▸ Exercise goal:
Carry on the article about Zynga's second-quarter 2012 earnings, starting after its last sentence.

Zynga reported second-quarter earnings last night and promptly got crushed by 38% the following day. There were numerous points of weakness in the quarter, most of which validate my initial bearish thesis.
First off, revenue came in at $332 million, up 19% year over year. That may not sound too bad, but the online game portion of sales grew by just 10%. That represents major deceleration relative to the 27% online gaming growth last quarter, and the 51% before that. In the first quarter, Zynga was able to break the trend of bookings coming in below revenue, which spelled trouble for future revenue recognition. In the second quarter, the company resumed this predicament, with bookings falling 8% sequentially to $302 million.
Zynga cited three primary factors that adversely affected it in the quarter: declining user engagement in Web games, changes to Facebook's platform that emphasize new games over existing ones, and underperformance of the questionable Draw Something acquisition. This led Zynga to reduce its full-year 2012 guidance. Here's the history of how the guidance of its non-GAAP metrics has changed over the past three quarters:
|Bookings||$1.35 – $1.45 billion||$1.43 – $1.5 billion||$1.15 – $1.23 billion|
|Adjusted EBITDA||$390 – $440 million||$400 – $450 million||$180 – $250 million|
|Non-GAAP EPS||$0.24 – $0.28||$0.23 – $0.29||$0.04 – $0.09|
That's pretty gloomy any way you slice it. After raising its forecasts for bookings, adjusted EBITDA, and adjusted earnings per share, all three expectations are now coming crashing down. It's even worse when you consider the fact that for the prior two quarters, Zynga had said, "We expect that growth will be weighted toward the second half of the year."

▸ Supplied material:
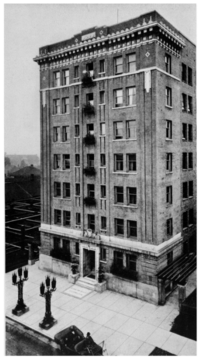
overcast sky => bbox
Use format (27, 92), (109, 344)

▸ Task answer:
Clearly, now there's not much to be optimistic about in the second half of the year.
The one tiny bright spot I found in the report was that the percentage of monthly unique payers, or MUPs, ticked up slightly to 2.1%. The company now estimates it has 4.1 million MUPs, up 16% sequentially from 3.5 million.
Zynga continues to aggressively expand into mobile, although it remains overly dependent on Facebook's platform. It's also planning to launch a foray into real-money gaming in international markets, which could be a potential boon if it executes well. For now, Zynga's successes remain largely up in the air, and all of the weaknesses outlined in my initial thesis have come to a head.
At the time of publication, Evan Niu owned shares of Apple and Walt Disney while The Motley Fool owned shares of Facebook, Walt Disney, Google, and Apple. The Motley Fool owns shares of and has written calls on Activision Blizzard. Motley Fool newsletter services have recommended buying shares of Take-Two Interactive Software, Apple, Activision Blizzard, Google, and Walt Disney. Motley Fool newsletter services have recommended creating a bull call spread position in Apple. Motley Fool newsletter services have recommended creating a synthetic long position in Activision Blizzard.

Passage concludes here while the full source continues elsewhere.